■ **Work task**
Return the following from the records below: each line, word for word, starting with the line that contains "target | rear tire" and going on through the line that contains "target | white fence barrier", with nothing outside that range.

■ **Listed records**

--- START ---

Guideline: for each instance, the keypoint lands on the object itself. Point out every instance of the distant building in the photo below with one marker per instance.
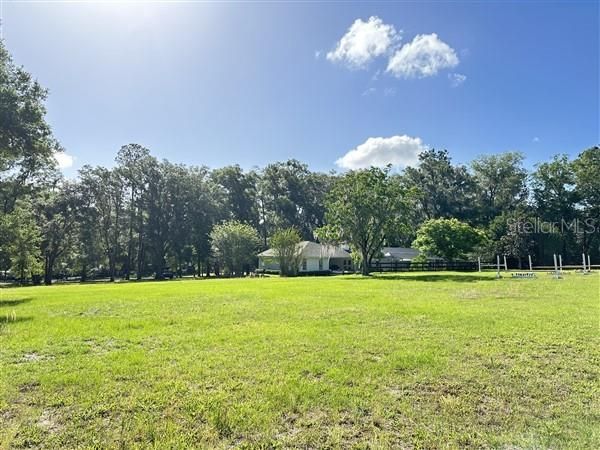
(314, 258)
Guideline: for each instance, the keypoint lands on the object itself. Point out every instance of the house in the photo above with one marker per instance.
(314, 258)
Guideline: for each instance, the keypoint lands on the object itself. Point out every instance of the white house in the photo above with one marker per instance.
(314, 258)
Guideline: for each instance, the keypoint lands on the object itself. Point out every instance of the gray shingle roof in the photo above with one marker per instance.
(313, 250)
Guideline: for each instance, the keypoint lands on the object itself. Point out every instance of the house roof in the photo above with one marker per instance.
(403, 253)
(310, 249)
(400, 252)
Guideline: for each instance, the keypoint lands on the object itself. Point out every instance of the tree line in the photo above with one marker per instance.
(150, 217)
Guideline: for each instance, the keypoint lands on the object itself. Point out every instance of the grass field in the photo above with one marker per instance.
(442, 360)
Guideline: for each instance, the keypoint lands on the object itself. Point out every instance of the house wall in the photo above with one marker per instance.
(312, 265)
(268, 263)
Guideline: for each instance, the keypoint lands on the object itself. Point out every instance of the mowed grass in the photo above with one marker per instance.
(438, 360)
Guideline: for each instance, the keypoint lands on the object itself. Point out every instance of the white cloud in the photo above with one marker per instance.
(456, 79)
(64, 160)
(425, 56)
(364, 41)
(400, 151)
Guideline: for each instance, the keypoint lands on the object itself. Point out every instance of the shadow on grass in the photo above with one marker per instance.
(427, 277)
(13, 301)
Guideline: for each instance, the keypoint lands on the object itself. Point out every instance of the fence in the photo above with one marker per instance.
(409, 266)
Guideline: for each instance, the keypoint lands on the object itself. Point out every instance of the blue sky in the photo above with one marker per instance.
(219, 84)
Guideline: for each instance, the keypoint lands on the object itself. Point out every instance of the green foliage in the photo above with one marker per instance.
(235, 245)
(24, 240)
(26, 142)
(501, 182)
(447, 238)
(362, 208)
(285, 243)
(443, 189)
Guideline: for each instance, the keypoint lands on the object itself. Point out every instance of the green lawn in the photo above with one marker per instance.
(440, 360)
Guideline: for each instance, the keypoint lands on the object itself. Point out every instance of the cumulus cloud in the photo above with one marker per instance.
(456, 79)
(399, 151)
(364, 41)
(64, 160)
(423, 57)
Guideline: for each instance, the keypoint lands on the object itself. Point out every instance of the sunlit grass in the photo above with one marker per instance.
(409, 361)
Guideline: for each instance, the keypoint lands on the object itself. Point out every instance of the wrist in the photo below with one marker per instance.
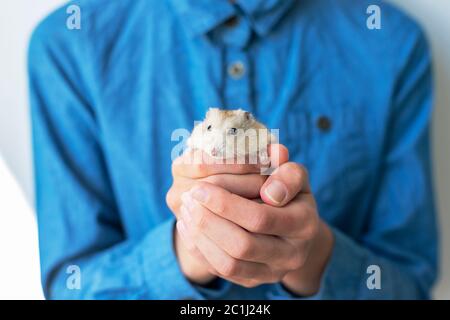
(306, 280)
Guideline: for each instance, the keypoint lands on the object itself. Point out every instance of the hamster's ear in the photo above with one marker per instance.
(212, 112)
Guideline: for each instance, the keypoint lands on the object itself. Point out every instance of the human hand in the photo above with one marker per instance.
(241, 179)
(252, 243)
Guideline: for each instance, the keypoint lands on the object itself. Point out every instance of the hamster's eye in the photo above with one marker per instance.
(232, 131)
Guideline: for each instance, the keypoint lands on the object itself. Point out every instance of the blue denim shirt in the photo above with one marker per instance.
(352, 104)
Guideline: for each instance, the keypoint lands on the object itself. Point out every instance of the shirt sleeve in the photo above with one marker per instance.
(85, 253)
(401, 238)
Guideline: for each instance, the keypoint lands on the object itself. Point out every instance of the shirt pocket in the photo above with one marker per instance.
(333, 145)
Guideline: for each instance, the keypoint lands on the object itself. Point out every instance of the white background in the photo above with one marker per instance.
(19, 273)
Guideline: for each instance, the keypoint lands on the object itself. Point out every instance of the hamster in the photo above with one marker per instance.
(228, 134)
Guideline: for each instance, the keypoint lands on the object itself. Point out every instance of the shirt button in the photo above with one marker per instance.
(236, 70)
(232, 22)
(324, 123)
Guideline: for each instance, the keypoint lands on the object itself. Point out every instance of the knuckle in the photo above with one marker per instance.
(296, 261)
(213, 179)
(220, 204)
(170, 199)
(260, 221)
(297, 171)
(200, 169)
(229, 267)
(202, 220)
(243, 249)
(249, 283)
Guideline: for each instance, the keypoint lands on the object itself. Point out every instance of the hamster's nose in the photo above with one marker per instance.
(214, 152)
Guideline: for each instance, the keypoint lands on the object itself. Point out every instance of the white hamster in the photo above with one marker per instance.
(227, 134)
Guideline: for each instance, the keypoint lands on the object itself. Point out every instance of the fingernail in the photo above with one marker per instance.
(276, 191)
(181, 227)
(187, 200)
(185, 214)
(199, 194)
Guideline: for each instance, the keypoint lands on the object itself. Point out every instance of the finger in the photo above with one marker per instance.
(224, 264)
(279, 154)
(284, 184)
(256, 217)
(195, 167)
(189, 244)
(237, 242)
(247, 185)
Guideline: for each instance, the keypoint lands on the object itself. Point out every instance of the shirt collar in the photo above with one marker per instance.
(201, 16)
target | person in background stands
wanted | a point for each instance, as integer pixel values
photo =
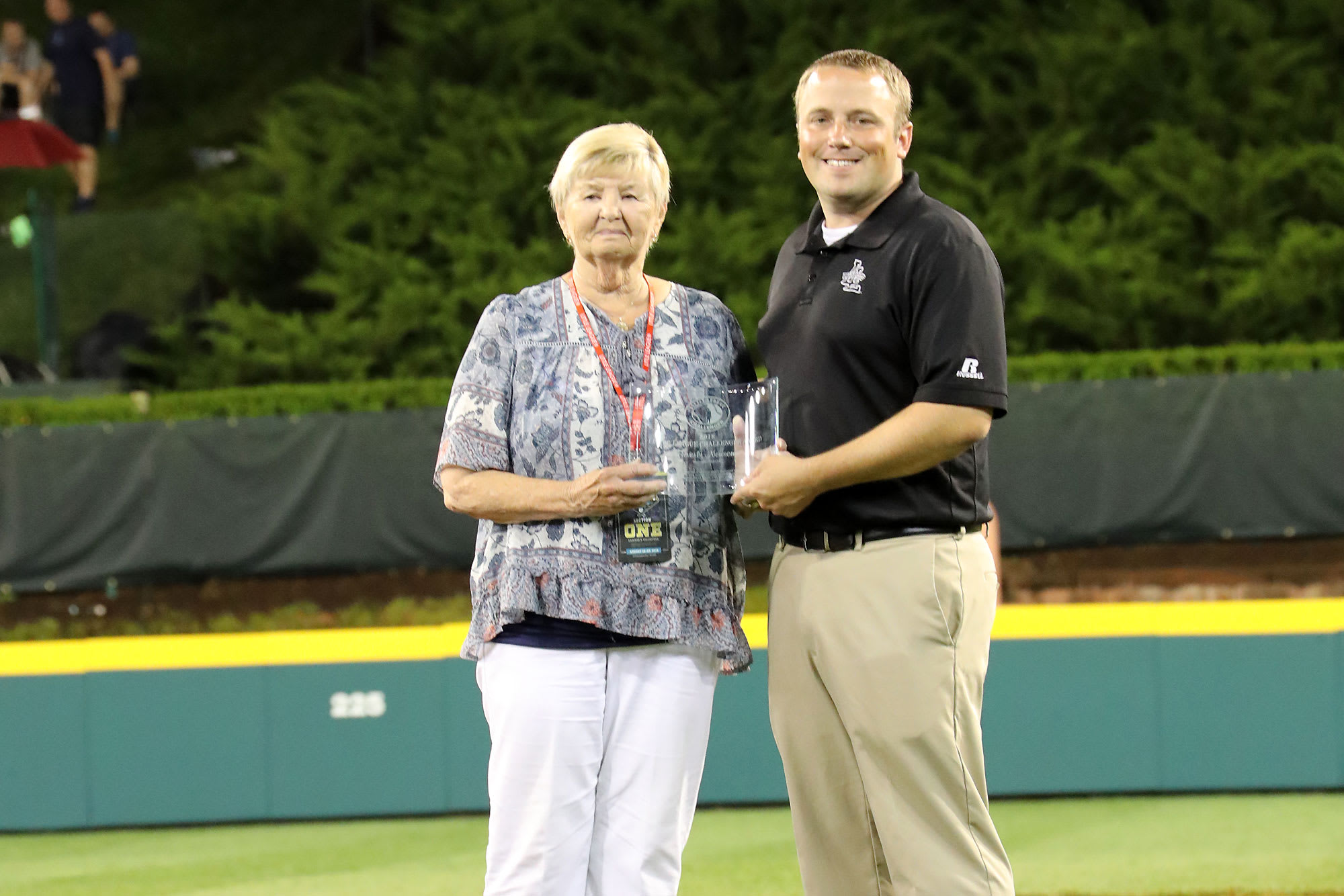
(21, 66)
(87, 87)
(126, 62)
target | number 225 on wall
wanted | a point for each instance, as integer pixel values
(358, 705)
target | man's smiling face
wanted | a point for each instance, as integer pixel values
(850, 142)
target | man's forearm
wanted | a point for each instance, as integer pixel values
(916, 440)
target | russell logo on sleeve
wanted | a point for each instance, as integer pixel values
(971, 370)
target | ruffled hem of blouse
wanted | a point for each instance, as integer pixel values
(686, 609)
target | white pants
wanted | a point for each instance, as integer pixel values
(596, 762)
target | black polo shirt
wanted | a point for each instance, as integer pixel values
(908, 308)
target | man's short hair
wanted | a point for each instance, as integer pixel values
(622, 148)
(864, 61)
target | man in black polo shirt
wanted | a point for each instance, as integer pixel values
(885, 327)
(87, 88)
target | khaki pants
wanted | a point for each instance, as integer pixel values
(878, 664)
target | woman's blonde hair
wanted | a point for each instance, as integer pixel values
(626, 148)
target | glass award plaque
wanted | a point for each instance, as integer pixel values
(730, 429)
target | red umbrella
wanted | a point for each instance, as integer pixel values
(34, 144)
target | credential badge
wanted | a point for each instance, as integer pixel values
(853, 280)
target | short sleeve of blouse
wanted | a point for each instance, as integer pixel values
(476, 425)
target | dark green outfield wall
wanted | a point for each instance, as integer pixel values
(1105, 715)
(1075, 464)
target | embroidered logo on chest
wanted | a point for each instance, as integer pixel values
(851, 281)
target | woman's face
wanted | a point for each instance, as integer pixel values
(611, 217)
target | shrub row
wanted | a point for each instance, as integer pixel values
(255, 401)
(385, 396)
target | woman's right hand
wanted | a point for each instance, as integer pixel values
(615, 490)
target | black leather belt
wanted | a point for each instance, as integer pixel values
(849, 541)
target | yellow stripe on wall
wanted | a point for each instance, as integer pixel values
(1014, 623)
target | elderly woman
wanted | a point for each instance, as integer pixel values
(597, 656)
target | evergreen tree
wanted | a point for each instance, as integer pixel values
(1150, 174)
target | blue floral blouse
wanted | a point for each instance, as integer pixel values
(532, 398)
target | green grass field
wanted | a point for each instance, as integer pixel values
(1107, 847)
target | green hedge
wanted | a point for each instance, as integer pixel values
(1056, 367)
(384, 396)
(255, 401)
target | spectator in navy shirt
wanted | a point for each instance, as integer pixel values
(126, 62)
(87, 89)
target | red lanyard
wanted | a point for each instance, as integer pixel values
(638, 413)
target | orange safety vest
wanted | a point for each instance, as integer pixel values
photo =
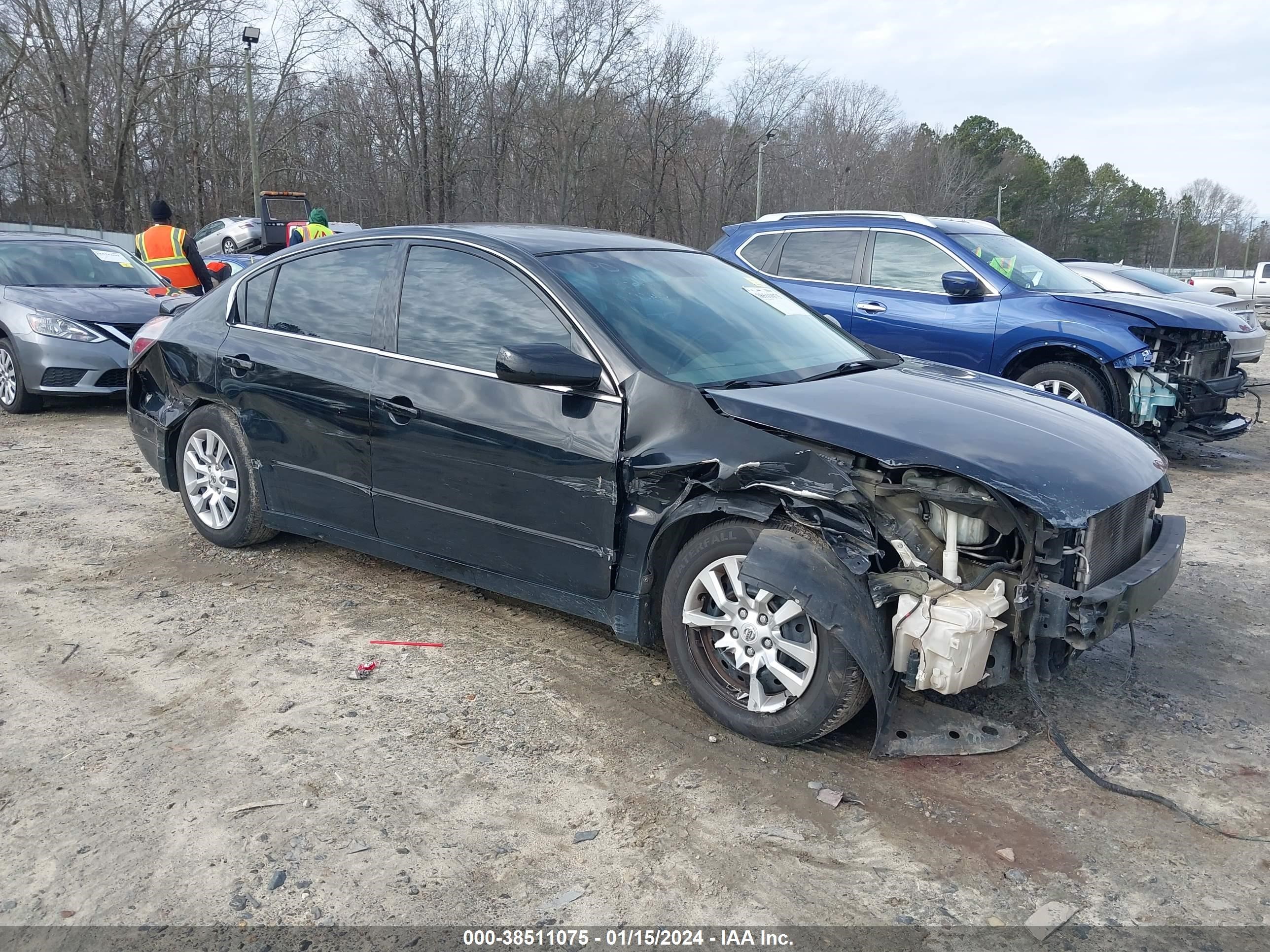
(159, 247)
(310, 232)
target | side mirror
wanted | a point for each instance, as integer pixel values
(546, 365)
(962, 285)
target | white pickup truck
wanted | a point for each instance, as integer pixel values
(1256, 287)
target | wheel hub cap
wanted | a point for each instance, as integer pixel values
(764, 648)
(211, 479)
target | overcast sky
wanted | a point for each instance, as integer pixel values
(1169, 92)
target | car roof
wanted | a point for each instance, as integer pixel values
(877, 217)
(532, 239)
(50, 237)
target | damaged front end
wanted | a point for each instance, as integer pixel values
(1181, 382)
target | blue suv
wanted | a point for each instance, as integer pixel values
(963, 292)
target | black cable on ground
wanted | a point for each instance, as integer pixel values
(1057, 737)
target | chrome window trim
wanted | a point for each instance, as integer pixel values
(790, 232)
(376, 352)
(329, 243)
(993, 291)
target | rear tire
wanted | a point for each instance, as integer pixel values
(219, 485)
(832, 688)
(14, 398)
(1064, 378)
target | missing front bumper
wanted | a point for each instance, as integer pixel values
(1084, 618)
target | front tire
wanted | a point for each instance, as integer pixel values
(755, 662)
(1070, 381)
(14, 398)
(219, 485)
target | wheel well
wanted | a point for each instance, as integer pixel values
(1038, 356)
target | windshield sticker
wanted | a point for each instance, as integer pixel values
(775, 299)
(117, 257)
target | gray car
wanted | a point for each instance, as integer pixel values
(1246, 344)
(229, 237)
(69, 309)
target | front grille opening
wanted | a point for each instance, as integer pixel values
(1118, 537)
(61, 377)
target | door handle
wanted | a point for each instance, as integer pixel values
(241, 362)
(399, 407)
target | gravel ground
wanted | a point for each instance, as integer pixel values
(153, 686)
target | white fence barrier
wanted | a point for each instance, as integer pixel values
(116, 238)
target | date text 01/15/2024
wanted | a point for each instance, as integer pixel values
(623, 937)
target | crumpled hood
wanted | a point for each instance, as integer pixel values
(1161, 311)
(100, 305)
(1061, 460)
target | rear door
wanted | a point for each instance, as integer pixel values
(298, 370)
(901, 304)
(515, 479)
(818, 267)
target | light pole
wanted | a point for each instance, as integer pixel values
(252, 36)
(1178, 226)
(759, 186)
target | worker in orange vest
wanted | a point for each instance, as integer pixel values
(171, 253)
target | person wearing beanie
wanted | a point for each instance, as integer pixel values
(317, 228)
(171, 253)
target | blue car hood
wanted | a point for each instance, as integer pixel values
(1063, 461)
(1164, 312)
(100, 305)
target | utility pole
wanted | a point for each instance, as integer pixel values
(252, 36)
(1178, 226)
(759, 186)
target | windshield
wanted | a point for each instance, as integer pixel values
(696, 320)
(71, 265)
(1156, 282)
(1023, 265)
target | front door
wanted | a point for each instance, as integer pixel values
(901, 305)
(513, 479)
(298, 370)
(819, 267)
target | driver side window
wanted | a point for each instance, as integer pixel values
(910, 263)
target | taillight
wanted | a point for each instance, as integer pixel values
(148, 337)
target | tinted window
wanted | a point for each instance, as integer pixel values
(460, 309)
(757, 249)
(256, 298)
(821, 256)
(910, 263)
(331, 295)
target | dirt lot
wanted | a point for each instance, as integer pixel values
(151, 683)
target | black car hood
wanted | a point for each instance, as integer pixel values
(1063, 461)
(98, 305)
(1161, 311)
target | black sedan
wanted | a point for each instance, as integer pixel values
(642, 435)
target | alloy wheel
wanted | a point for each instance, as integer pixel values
(757, 648)
(1061, 387)
(211, 479)
(8, 378)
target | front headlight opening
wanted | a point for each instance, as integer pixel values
(52, 325)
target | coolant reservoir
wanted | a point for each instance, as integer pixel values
(952, 635)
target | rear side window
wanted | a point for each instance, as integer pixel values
(821, 256)
(460, 309)
(256, 298)
(756, 250)
(331, 295)
(910, 263)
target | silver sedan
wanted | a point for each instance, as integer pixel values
(229, 237)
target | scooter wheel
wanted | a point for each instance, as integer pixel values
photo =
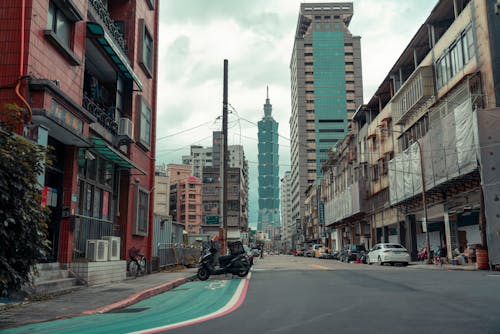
(242, 273)
(203, 274)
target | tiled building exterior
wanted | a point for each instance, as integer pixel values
(421, 158)
(185, 197)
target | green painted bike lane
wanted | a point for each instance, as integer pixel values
(189, 301)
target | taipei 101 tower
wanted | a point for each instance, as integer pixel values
(269, 212)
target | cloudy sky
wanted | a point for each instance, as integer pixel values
(257, 38)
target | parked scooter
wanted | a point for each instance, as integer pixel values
(362, 257)
(235, 263)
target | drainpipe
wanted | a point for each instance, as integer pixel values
(21, 63)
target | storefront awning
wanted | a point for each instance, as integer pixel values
(97, 32)
(108, 152)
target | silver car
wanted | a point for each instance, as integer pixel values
(388, 253)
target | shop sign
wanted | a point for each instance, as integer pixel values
(212, 220)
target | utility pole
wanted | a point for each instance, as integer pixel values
(223, 232)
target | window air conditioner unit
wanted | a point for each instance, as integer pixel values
(126, 127)
(114, 248)
(96, 250)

--- END ---

■ **Reply to the task**
target | rear tire
wanted | a point for each instance, as integer pixel values
(219, 485)
(832, 688)
(14, 398)
(1064, 378)
target | missing front bumper
wanted | a point for each instance, as integer pixel values
(1084, 618)
target | front tire
wanted | a point for each instance, as integer pixel values
(755, 662)
(1070, 381)
(14, 398)
(219, 485)
target | wheel well
wanted | a point for each instance, as integer pixel values
(1038, 356)
target | windshield sticker
wanted | a point for each instance, as integer pixel values
(775, 299)
(117, 257)
target | gray car
wanted | a point for each instance, as integer pixel values
(1246, 344)
(229, 237)
(69, 309)
target | front grille opening
wanted | a point for each instance, as integer pixel values
(1118, 537)
(61, 377)
target | door handle
wanted | a point for each instance, as integer pixel values
(241, 362)
(399, 407)
target | gravel ground
wanted | a point for each instance, as integer pixel values
(153, 686)
target | white fence barrier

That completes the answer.